-- begin --

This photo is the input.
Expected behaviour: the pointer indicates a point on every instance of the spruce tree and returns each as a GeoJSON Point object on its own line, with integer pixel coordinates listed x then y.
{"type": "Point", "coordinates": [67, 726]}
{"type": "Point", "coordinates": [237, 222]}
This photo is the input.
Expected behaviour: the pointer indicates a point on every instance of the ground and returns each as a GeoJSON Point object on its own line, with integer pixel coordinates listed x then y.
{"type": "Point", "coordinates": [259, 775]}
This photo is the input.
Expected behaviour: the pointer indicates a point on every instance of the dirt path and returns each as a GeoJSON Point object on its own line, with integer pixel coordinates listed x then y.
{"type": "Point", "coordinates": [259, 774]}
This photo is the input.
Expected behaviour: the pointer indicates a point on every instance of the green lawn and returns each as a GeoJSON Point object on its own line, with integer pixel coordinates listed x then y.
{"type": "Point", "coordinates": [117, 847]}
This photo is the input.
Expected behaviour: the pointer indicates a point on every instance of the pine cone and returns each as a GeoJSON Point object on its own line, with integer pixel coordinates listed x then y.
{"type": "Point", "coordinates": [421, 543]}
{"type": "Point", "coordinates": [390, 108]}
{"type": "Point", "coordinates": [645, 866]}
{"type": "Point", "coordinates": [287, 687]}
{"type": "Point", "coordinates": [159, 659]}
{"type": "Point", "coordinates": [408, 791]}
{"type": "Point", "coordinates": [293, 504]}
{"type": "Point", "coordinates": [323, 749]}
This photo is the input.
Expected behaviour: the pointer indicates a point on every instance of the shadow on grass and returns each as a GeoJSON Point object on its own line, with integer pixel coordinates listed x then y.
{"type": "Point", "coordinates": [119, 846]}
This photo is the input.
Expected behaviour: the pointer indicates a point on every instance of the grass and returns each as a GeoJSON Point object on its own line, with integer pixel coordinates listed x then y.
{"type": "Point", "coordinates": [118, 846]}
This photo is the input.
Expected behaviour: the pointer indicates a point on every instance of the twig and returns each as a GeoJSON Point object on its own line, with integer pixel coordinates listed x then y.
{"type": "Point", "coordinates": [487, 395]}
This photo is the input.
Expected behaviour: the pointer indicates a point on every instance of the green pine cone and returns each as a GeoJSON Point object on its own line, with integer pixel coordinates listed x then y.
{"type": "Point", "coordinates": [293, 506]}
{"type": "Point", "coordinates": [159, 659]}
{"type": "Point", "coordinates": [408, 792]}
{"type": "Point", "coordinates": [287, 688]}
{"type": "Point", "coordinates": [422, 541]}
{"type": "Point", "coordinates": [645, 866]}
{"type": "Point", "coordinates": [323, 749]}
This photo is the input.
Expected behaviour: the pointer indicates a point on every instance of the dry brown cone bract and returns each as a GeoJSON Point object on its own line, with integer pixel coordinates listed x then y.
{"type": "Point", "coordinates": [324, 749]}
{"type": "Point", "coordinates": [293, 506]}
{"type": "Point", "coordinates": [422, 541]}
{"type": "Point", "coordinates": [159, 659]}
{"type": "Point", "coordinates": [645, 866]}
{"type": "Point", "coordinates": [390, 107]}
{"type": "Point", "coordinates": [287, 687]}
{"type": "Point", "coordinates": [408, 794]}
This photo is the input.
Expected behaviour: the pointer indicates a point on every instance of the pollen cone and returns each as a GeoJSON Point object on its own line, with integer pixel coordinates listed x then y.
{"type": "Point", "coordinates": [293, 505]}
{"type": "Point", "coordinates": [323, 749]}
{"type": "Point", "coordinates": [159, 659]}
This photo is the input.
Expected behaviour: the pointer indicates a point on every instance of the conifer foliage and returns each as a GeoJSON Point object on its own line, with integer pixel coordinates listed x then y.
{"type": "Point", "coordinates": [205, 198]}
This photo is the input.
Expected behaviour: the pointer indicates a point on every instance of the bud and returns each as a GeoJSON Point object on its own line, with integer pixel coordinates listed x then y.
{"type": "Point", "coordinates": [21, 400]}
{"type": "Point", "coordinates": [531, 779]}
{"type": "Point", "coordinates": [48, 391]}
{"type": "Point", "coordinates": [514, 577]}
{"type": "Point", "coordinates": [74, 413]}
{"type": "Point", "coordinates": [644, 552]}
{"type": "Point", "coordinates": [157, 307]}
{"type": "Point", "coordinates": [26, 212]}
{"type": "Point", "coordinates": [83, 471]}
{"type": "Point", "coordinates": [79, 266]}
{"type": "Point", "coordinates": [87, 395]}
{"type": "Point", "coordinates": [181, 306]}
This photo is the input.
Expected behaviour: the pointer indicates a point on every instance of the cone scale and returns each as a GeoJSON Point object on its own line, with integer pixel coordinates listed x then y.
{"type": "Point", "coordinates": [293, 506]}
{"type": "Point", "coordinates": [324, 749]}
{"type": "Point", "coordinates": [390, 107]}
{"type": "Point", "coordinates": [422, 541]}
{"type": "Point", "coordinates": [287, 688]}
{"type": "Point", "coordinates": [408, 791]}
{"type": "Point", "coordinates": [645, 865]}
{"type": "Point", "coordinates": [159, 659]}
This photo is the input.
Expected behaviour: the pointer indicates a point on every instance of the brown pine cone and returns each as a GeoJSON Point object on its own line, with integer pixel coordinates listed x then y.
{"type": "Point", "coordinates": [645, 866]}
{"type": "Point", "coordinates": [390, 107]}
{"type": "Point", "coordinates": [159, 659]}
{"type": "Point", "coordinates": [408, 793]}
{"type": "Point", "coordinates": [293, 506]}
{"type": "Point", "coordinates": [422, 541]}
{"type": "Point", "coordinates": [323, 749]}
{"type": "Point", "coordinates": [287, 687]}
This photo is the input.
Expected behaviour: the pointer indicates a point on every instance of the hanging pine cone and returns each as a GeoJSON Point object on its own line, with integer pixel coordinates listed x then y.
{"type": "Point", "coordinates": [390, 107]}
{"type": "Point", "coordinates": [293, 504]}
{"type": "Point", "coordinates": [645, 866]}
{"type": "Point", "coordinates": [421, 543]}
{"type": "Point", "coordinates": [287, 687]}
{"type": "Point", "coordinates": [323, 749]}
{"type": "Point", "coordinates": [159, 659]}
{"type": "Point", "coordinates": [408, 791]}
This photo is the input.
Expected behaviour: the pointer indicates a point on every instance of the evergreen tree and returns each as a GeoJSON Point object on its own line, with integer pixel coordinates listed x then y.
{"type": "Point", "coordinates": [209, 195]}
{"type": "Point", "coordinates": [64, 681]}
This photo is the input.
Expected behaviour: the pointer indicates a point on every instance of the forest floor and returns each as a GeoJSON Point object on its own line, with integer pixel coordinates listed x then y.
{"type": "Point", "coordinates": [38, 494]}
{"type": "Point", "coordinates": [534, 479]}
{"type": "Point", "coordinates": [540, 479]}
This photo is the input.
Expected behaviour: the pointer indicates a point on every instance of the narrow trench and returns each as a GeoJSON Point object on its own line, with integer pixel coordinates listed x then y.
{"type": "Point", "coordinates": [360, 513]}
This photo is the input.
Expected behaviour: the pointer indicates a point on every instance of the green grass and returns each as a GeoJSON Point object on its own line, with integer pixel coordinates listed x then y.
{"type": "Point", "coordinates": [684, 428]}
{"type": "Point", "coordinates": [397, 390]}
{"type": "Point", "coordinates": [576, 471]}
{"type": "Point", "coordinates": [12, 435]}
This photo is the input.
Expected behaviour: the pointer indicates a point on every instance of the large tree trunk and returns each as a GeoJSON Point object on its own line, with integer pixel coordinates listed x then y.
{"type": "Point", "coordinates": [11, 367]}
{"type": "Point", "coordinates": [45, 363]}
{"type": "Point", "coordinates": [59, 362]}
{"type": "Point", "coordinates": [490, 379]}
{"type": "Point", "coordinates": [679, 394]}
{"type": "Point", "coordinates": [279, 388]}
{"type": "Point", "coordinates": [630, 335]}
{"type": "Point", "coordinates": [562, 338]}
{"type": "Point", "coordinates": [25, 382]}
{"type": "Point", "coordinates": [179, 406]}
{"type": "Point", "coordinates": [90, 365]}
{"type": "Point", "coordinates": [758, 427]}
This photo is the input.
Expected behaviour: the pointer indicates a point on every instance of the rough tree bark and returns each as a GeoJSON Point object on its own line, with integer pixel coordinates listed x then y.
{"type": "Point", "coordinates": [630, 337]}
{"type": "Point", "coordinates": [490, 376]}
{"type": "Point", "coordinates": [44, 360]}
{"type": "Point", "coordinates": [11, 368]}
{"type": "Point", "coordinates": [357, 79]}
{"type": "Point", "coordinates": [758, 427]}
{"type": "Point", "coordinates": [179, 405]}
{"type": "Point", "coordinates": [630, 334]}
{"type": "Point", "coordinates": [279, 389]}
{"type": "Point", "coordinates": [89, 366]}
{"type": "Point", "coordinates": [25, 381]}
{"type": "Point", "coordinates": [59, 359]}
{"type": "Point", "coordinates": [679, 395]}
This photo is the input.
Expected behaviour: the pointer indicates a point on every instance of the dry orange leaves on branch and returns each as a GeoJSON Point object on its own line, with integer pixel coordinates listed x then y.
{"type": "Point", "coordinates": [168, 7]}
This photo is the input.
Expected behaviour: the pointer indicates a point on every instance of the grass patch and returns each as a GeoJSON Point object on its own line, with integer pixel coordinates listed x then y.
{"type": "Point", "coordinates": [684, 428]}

-- end --

## WHAT TO DO
List every line of the records above that contains the word "trunk", and treat uppercase and lowercase as different.

## TASK RESULT
Expected behaviour: the pointer indicates a point on every instance of the large tree trunk and returns each as a GeoJSON Point object on its own line, with integer pixel coordinates listed x then y.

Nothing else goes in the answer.